Supplied material |
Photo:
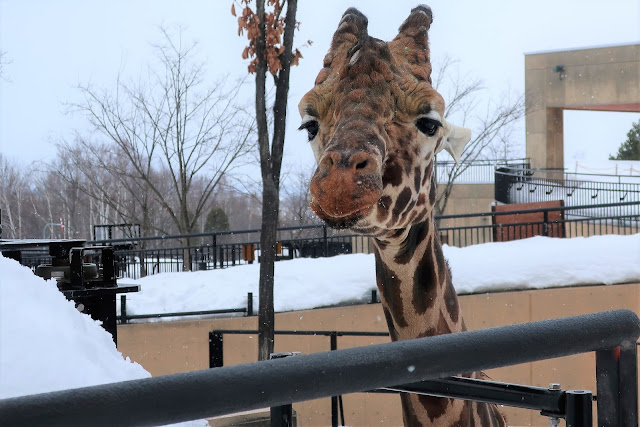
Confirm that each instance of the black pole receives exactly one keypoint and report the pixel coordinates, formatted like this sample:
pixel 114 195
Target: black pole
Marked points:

Brief |
Each of the lines above should be transcribed exactly; no image is to be copied.

Response |
Photo:
Confirm that each instance of the black pole receives exactly one keypoint and report the pixel coordinates, formatted like this sample:
pixel 114 195
Target: black pole
Marked points:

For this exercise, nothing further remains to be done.